* **PROMPT**: Resume the biography of Patrick Robert Guiney, starting right after its last sentence.

* **EXCERPTED PASSAGE**:
-- -- --

= Patrick Robert Guiney =

U.S. Army officer (1835–1877)

Patrick Robert Guiney (15 January 1835 in Parkstown, County Tipperary, Ireland – March 21, 1877 in Boston) was an American Civil War soldier.

==Early life and career==
Patrick Robert Guiney was the second and eldest surviving son of James Roger Guiney, who was descended from Jacobites, and Judith Macrae. James Guiney, impoverished after a failed runaway marriage, brought with him on his second voyage to New Brunswick his favourite child Patrick, then not six years old. After some years, Mrs. Guiney and their younger son, William, rejoined her husband, recently crippled by a fall from his horse; they settled in Portland, Maine. The young Guiney worked as a wheel boy in a rope factory, and at the age of fourteen apprenticed to a machinist in Lawrence, Massachusetts, but stayed only a year and a half before returning to Portland.

-- -- --

* **DATASET RECORDS**:

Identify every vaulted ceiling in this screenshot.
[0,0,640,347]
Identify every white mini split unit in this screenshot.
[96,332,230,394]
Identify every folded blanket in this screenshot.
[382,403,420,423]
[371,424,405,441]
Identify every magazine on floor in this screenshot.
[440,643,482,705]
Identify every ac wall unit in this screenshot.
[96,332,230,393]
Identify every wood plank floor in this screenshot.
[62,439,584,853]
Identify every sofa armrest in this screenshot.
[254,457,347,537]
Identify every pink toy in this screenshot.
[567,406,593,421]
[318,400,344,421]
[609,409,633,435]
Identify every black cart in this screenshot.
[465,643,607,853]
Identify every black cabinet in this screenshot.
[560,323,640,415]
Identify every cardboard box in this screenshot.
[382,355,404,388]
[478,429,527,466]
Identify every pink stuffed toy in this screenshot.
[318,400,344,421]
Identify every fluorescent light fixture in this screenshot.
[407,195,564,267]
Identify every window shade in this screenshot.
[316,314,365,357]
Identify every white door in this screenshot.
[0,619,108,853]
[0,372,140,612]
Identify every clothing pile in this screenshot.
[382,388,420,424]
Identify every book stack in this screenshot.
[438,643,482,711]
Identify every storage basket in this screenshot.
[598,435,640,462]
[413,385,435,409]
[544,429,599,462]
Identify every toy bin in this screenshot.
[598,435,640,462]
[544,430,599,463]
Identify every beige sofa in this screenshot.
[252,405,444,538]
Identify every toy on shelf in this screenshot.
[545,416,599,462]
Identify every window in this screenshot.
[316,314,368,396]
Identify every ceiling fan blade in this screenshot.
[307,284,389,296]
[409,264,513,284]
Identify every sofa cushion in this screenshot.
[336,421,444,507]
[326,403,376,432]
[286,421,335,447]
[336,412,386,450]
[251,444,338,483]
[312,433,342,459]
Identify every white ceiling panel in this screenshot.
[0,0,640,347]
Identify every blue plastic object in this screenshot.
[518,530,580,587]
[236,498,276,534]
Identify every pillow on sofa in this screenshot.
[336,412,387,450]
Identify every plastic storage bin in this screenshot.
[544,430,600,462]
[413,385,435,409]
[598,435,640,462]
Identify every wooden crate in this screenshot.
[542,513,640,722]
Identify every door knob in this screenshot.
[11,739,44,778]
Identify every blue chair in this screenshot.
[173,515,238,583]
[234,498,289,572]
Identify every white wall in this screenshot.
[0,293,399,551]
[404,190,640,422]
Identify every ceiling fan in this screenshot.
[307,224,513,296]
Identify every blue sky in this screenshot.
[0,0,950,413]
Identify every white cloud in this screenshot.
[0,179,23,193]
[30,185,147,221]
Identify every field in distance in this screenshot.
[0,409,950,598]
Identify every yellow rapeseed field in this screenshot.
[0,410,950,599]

-- -- --

* **ANSWER**:
He hoped to better himself through education, and attended the public grammar school. He matriculated at the College of the Holy Cross in Worcester, Massachusetts. His depleting finances caused him to leave after about a year, despite the fact that the college president offered to make some arrangement for him to stay, which, according to Guiney's daughter, his honor would not allow him to accept. Guiney's book-loving father having meanwhile died, he went to study for the Bar under Judge Walton, and was admitted in Lewiston, Maine, in 1856, taking up the practice of criminal law.

In politics he was a Republican. For the Massachusetts Society for the Prevention of Cruelty to Animals, he won its first suit. In 1859 he married in the old cathedral, Boston, Janet Margaret Doyle, related to James Warren Doyle, bishop of Kildare and Leighlin. They had one son, who died in infancy, and one daughter, the poet and essayist Louise Imogen Guiney. Home life in Roxbury and professional success were cut short by the outbreak of the Civil War.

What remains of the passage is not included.